Records from a data source:
● ● ●

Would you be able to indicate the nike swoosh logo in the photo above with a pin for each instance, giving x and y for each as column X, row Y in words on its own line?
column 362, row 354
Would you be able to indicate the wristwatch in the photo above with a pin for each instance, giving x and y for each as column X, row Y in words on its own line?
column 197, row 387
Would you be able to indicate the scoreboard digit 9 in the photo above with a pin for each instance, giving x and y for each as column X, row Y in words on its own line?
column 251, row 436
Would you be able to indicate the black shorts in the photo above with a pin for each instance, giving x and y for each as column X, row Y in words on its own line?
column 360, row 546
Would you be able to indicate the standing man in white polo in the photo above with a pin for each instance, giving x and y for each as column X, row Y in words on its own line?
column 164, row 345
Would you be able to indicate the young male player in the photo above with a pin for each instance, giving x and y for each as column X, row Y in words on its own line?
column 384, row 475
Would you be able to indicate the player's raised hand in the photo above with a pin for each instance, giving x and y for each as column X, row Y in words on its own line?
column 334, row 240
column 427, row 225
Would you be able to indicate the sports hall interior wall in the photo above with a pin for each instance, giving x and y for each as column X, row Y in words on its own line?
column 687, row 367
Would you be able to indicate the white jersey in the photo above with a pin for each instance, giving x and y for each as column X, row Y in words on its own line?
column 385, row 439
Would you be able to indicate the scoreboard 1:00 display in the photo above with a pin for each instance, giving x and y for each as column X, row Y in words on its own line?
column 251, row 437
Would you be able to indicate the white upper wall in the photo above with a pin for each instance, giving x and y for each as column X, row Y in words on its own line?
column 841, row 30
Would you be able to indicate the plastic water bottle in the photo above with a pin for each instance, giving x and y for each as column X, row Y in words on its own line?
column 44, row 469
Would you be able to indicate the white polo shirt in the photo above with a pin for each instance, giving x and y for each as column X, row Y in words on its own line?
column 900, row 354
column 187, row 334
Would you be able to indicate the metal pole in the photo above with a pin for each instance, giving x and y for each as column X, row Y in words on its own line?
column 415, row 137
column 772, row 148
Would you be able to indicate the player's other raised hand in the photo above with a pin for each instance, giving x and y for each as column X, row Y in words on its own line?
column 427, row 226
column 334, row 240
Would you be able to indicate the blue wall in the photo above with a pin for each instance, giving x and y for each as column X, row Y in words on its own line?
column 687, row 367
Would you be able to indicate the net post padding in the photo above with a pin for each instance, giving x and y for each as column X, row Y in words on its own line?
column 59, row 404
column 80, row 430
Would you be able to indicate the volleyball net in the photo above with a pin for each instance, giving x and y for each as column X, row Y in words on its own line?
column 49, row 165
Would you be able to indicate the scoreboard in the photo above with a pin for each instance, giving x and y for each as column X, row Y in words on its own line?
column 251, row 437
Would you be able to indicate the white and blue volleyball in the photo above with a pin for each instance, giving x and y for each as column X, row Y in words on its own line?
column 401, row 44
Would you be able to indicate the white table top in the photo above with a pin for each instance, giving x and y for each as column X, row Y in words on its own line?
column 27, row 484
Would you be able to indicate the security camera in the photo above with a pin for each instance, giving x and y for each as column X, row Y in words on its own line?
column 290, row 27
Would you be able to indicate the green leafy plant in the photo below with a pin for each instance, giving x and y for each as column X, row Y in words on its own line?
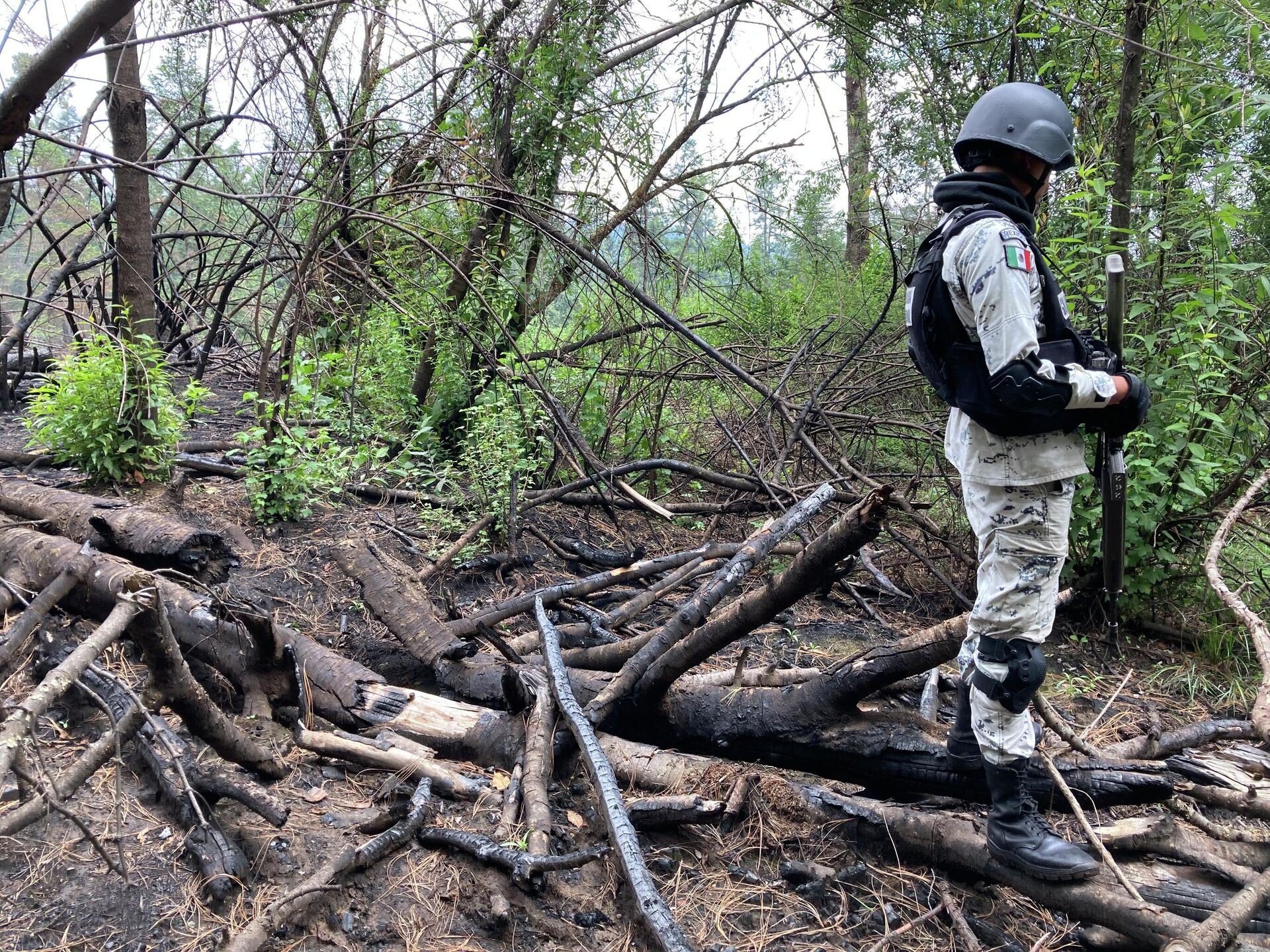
column 286, row 471
column 110, row 408
column 503, row 436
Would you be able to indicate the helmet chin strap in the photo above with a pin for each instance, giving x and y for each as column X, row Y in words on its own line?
column 1037, row 182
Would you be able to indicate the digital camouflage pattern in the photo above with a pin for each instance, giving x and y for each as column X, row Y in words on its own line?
column 1001, row 307
column 1023, row 546
column 1017, row 491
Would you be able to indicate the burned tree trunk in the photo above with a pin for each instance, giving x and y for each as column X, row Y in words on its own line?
column 151, row 539
column 126, row 108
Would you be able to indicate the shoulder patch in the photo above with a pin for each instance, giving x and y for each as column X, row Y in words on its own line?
column 1019, row 258
column 1011, row 233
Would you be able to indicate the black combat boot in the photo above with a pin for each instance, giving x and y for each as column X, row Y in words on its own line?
column 963, row 748
column 1019, row 837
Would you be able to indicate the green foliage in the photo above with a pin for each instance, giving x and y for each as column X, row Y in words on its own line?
column 505, row 436
column 286, row 473
column 110, row 409
column 287, row 466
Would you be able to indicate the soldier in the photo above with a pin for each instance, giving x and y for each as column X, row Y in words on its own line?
column 988, row 328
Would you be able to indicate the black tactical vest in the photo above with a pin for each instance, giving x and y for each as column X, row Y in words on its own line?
column 954, row 365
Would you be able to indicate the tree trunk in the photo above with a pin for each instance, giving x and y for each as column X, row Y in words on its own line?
column 151, row 539
column 857, row 171
column 1126, row 131
column 126, row 110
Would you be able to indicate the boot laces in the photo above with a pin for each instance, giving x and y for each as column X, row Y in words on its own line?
column 1033, row 816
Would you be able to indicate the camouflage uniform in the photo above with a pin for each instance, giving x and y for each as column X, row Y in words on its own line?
column 1017, row 491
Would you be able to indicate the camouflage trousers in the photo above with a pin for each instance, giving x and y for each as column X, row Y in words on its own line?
column 1023, row 545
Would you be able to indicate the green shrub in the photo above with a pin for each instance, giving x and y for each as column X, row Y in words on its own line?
column 286, row 473
column 503, row 434
column 110, row 409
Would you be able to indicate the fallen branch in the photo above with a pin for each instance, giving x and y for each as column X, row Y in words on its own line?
column 149, row 539
column 172, row 678
column 60, row 680
column 304, row 894
column 75, row 776
column 694, row 612
column 539, row 731
column 967, row 939
column 1191, row 735
column 21, row 631
column 673, row 810
column 524, row 867
column 444, row 781
column 1223, row 926
column 652, row 909
column 906, row 928
column 1256, row 627
column 1090, row 834
column 1164, row 836
column 1054, row 721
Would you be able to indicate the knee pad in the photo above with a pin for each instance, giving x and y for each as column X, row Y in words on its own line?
column 1025, row 670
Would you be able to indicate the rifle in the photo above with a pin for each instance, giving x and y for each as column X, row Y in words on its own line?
column 1111, row 463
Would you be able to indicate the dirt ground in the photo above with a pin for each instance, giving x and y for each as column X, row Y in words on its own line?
column 726, row 888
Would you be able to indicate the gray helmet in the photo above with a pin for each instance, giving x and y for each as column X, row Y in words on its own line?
column 1023, row 116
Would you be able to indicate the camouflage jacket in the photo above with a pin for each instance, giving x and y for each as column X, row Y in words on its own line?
column 996, row 291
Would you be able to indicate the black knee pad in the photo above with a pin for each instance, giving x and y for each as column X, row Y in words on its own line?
column 1025, row 670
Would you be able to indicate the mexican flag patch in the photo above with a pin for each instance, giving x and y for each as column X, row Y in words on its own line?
column 1019, row 258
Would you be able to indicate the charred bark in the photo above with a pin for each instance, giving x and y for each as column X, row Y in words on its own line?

● ● ●

▶ Problem
Exact copy, no pictures: reproduce every record as it stands.

▶ Exercise result
Would you be able to indicate the nike swoosh logo in the photo above with a pin for each instance, giving x and y for each as column X, row Y in words on its own line?
column 362, row 354
Would you be able to indicate the wristwatch in the photo above with a pin for each instance, giving x and y for each as column X, row Y in words on its own line?
column 197, row 387
Would you be able to indicate the scoreboard digit 9 in the photo above with a pin for each instance, giving x and y for each as column X, row Y in words on its own line?
column 251, row 436
Would you be able to indicate the black shorts in the photo above with a pin for each instance, giving x and y for each as column X, row Y in words on its own line?
column 360, row 546
Would you be able to indicate the standing man in white polo in the photo above with a pin for each instance, giving x and y for each as column X, row Y in words on its own line?
column 164, row 345
Would you be able to indicate the young male player in the photo above with a pin for each instance, giving x and y for each as column X, row Y in words on its own line?
column 384, row 475
Would you be able to indicate the player's raised hand in the photo above with a pin for each instance, giving x and y for each as column X, row Y in words on its own line?
column 334, row 240
column 427, row 225
Would you be able to indicate the sports hall interior wall in the photo above with a pin for each instance, giving x and y for each as column X, row Y in words on its own line?
column 687, row 367
Would you be able to indicate the white jersey in the photo above with a pin for each instance, giving x and y for each as column X, row Y in words on its own line?
column 385, row 439
Would you be able to indicate the scoreboard 1:00 display in the photo above with a pin for each instance, giving x and y for each as column X, row Y in words on its own line?
column 251, row 437
Would you be able to indicate the white upper wall in the photo above with a pin for each instance, giving x and y for each as column X, row Y in words on its own line?
column 841, row 30
Would you be able to indicate the plastic water bottle in the photo above with a pin for each instance, giving x and y for each as column X, row Y in words on its own line?
column 44, row 469
Would you be able to indicate the white polo shirt in the photo above with a pin for each instance, giving x and y for each as column X, row Y in words on its own line?
column 900, row 354
column 187, row 334
Would you be able to indicate the metal pole in the photo above with a pin for each instance, giving x and y for each as column X, row Y in words on its own line?
column 415, row 137
column 772, row 148
Would you be able to indicate the player's other raised hand in the photo above with a pin for each instance, giving x and y for each as column X, row Y in words on its own line?
column 427, row 226
column 334, row 240
Would you be able to indicate the blue wall in the photo above with a pin for each instance, giving x and y for each as column X, row Y in words on its own line?
column 687, row 367
Would you be able to indicate the net post padding in the photo above with a pin for each instance, giving x and y for each as column X, row Y in words on its own line?
column 59, row 404
column 80, row 430
Would you be able to indicate the volleyball net in the photo above with a pin for each instance, giving x and y for each as column X, row Y in words on its own line?
column 49, row 165
Would you be able to indicate the scoreboard in the photo above with a pin for each instance, giving x and y for each as column X, row Y in words on its own line?
column 251, row 437
Would you be able to indicate the white and blue volleyball in the photo above with a pin for each instance, giving x and y for each as column X, row Y in words on its own line?
column 401, row 44
Would you be able to indicate the white table top in the photo above with a pin for each instance, giving x and y for each as column X, row Y in words on its own line?
column 27, row 484
Would you be able to indicate the security camera in the photo above with a pin for each instance, giving x and y for each as column X, row Y in words on its own line?
column 290, row 27
Would you be able to indicate the green leafy plant in the photo below with a pin for each instance, giving x and y for each as column X, row Y in words on its own line?
column 286, row 471
column 110, row 408
column 503, row 436
Would you be able to indicate the helmet chin strap in the photo above with a pin for each instance, giving x and y for each as column X, row Y in words on its own line?
column 1037, row 182
Would you be able to indicate the digital camouflage pattern in the photo above with a pin for each instance, giving x and y for each as column X, row Y in words on its own line?
column 1001, row 307
column 1023, row 546
column 1017, row 491
Would you be able to indicate the burned tree trunk in the photo above with a pin for each instance, giving x and y for each as column X, row Y in words on its own line?
column 151, row 539
column 126, row 108
Would you be able to indicate the shoulder patch in the photo above with a pin for each instance, giving x and y for each as column X, row Y in words on its own line?
column 1019, row 258
column 1011, row 233
Would you be able to indicate the black combat boot in the photo above with a pin for each instance, giving x and y for each as column X, row Y in words on its own line?
column 963, row 748
column 1019, row 837
Would you be able to indicate the green foliage in the photo above with a pin for each instance, giving x and y for each as column X, row Y in words on its own line?
column 505, row 436
column 286, row 473
column 110, row 409
column 287, row 466
Would you be able to indicate the soldier in the photo above with a pin for each instance, giving x and y for each as column X, row Y in words on its own line?
column 988, row 328
Would you be able to indicate the black tactical vest in the photo above with a pin for each instance, giving x and y for each as column X, row Y in words on its own line?
column 954, row 365
Would you be able to indicate the tree trunk in the photo above with a pin for each instance, giving x and y for each as column X, row Y in words on its own line?
column 151, row 539
column 857, row 171
column 1126, row 131
column 126, row 110
Would you be able to indicate the boot laces in the photo above with a pin for each instance, giving x and y for each as column X, row Y in words on its own line?
column 1033, row 816
Would you be able to indicate the camouflage uniform in the photo above with a pin for each instance, giving x and y for each as column X, row Y in words on its own line?
column 1017, row 491
Would you be able to indicate the camouflage trousers in the photo above with a pin for each instance, giving x and y for each as column X, row Y in words on its own line?
column 1023, row 545
Would you be able to indicate the green shrub in the photo above with a pin for each instance, giving x and y for each as column X, row Y in words on its own line?
column 286, row 473
column 503, row 434
column 110, row 409
Would you be able to indicate the fallen branch in the photo above with a pin for each instance, giving x and y for each as column X, row Y in words on its own line?
column 149, row 539
column 172, row 678
column 60, row 680
column 304, row 894
column 75, row 776
column 694, row 612
column 539, row 731
column 967, row 939
column 1191, row 735
column 21, row 631
column 673, row 810
column 524, row 867
column 444, row 781
column 1223, row 926
column 652, row 909
column 906, row 928
column 1256, row 627
column 1090, row 834
column 1164, row 836
column 1054, row 721
Would you be able to indicate the knee pad in the photo above with a pin for each instance, giving x and y for each as column X, row Y in words on its own line?
column 1025, row 670
Would you be able to indicate the rifle in the photo above with a pin for each instance, giving x and y for each as column X, row Y in words on its own line?
column 1111, row 463
Would you be able to indicate the dirt ground in the photo above with a pin for each instance, giving x and y for each as column X, row Y in words on its own line?
column 726, row 888
Would you be able to indicate the gray helmet in the photo above with a pin for each instance, giving x and y for each as column X, row Y in words on its own line?
column 1023, row 116
Would you be able to indicate the camouflage jacket in the photo above with a pin for each instance, giving x and y for each as column X, row Y in words on its own line?
column 996, row 291
Would you be able to indicate the black knee pad in the photo above with a pin for each instance, giving x and y for each as column X, row Y in words on its own line?
column 1025, row 670
Would you be able to indicate the mexican flag patch in the photo above with a pin for each instance, giving x and y for each as column X, row Y in words on its own line?
column 1019, row 258
Would you be able to indicate the charred bark in the photo above with a pin for each instance, giving x and y for each as column X, row Y in words on its own line?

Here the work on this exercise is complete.